» **CONSIGNE**
Dans le passage ci-dessous sur la transmission d’un patrimoine, présentez sous forme de liste le paragraphe qui commence par « L’une des opérations courante » en conservant ses faits principaux.
== PASSAGE FOURNI
LA COUR DE CASSATION NOUS OFFRE UN CADEAU DE NOEL !
L’une des opérations courante dans le cadre de la transmission d’un patrimoine consiste à loger des actifs immobiliers dans une société civile immobilière, si possible endettée et de transmettre via une donation, la nue-propriété des parts sociales à ses enfants.
Les parents conservent alors l’usufruit des parts sociales, c’est-à-dire le fruit provenant de ses parts sociales : c’est-à-dire les dividendes.
Il est de même pour les revenus fonciers lorsque la SCI est imposée à l’IR (SCI de location de biens immobiliers ne relevant d’une location de type saisonnier), ils reviennent à l’usufruitier ; le déficit foncier est attribué lui au nue propriétaire, qui est le véritable associé de la SCI.
Lors du décès des parents, les enfants deviennent les associés en pleine propriété de la SCI et sans que les droits de « succession » trouvent à s’appliquer.
La raison pratique est simple lorsque les parts sociales sont démembrés et que la SCI est endettée, la valeur de ces dernières peut être faible. D’autant plus que la valeur fiscale des titres est déterminée selon le barème de l’article 669 du CGI. La valeur imposable de l’usufruit viager et de la nue-propriété correspondante est alors fixée forfaitairement à une fraction de la valeur de la propriété entière, d’après l’âge de l’usufruitier, conformément au barème ci-après :
Âge de l’usufruitier | Valeur de l’usufruit | Valeur de la nue-propriété |
Jusqu’à 20 ans | 90 % | 10 % |
De 21 à 30 ans | 80 % | 20 % |
De 31 à 40 ans | 70 % | 30 % |
De 41 à 50 ans | 60 % | 40 % |
De 51 à 60 ans | 50 % | 50 % |
De 61 à 70 ans | 40 % | 60 % |
De 71 à 80 ans | 30 % | 70 % |
De 81 à 90 ans | 20 % | 80 % |
À partir de 91 ans | 10 % | 90 % |
Exemple :
Une SCI est détenue à 50% par monsieur et madame. Cette SCI d’un capital de 10.000 euros possède un appartement donné en location d’une valeur de 400.000 euros dont le prix d’achat a été financé par un apport en compte courant d’associés de 150.000 euros et un prêt de 250.000 euros. La valeur des parts sociales est égale à la valeur mathématique des titres soit la valeur marché de l’actif moins le passif.
====
== DONNÉES FOURNIES
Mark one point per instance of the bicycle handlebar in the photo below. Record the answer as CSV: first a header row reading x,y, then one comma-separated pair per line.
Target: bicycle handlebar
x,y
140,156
====
» **RÉPONSE**
Opération courante pour transmettre un patrimoine :
- placer des actifs immobiliers dans une société civile immobilière (SCI), de préférence endettée ;
- donner aux enfants la nue-propriété des parts sociales de cette SCI.